I. Die Abgrenzung von unechten und echten Unterlassungsdelikten
Im Strafrecht wird grundsätzlich zwischen echten und unechten Unterlassungsdelikten unterschieden.
1. Unechtes Unterlassungselikt, § 13 StGB
Die unechten Unterlassungsdelikte sind in § 13 StGB geregelt und dadurch gekennzeichnet, dass dem Betroffenen aufgrund seiner Garantenstellung eine Pflicht zur Erfolgsabwendung aufgebürdet wird, die Norm selbst aber im aktiven Tun formuliert ist.
In § 13 Abs. 1 StGB heißt es:
Wer es unterläßt, einen Erfolg abzuwenden, der zum Tatbestand eines Strafgesetzes gehört, ist nach diesem Gesetz nur dann strafbar, wenn er rechtlich dafür einzustehen hat, daß der Erfolg nicht eintritt, und wenn das Unterlassen der Verwirklichung des gesetzlichen Tatbestandes durch ein Tun entspricht.
_____
Aufgabe.
Schreiben Sie den obigen Text über echte und unechte Unterlassungsdelikte vollständig und ohne jede Änderung ab.
_____
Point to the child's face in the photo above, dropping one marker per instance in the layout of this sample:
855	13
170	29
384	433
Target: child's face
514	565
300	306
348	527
_____
Antwort.
I. Die Abgrenzung von unechten und echten Unterlassungsdelikten
Im Strafrecht wird grundsätzlich zwischen echten und unechten Unterlassungsdelikten unterschieden.
1. Unechtes Unterlassungselikt, § 13 StGB
Die unechten Unterlassungsdelikte sind in § 13 StGB geregelt und dadurch gekennzeichnet, dass dem Betroffenen aufgrund seiner Garantenstellung eine Pflicht zur Erfolgsabwendung aufgebürdet wird, die Norm selbst aber im aktiven Tun formuliert ist.
In § 13 Abs. 1 StGB heißt es:
Wer es unterläßt, einen Erfolg abzuwenden, der zum Tatbestand eines Strafgesetzes gehört, ist nach diesem Gesetz nur dann strafbar, wenn er rechtlich dafür einzustehen hat, daß der Erfolg nicht eintritt, und wenn das Unterlassen der Verwirklichung des gesetzlichen Tatbestandes durch ein Tun entspricht.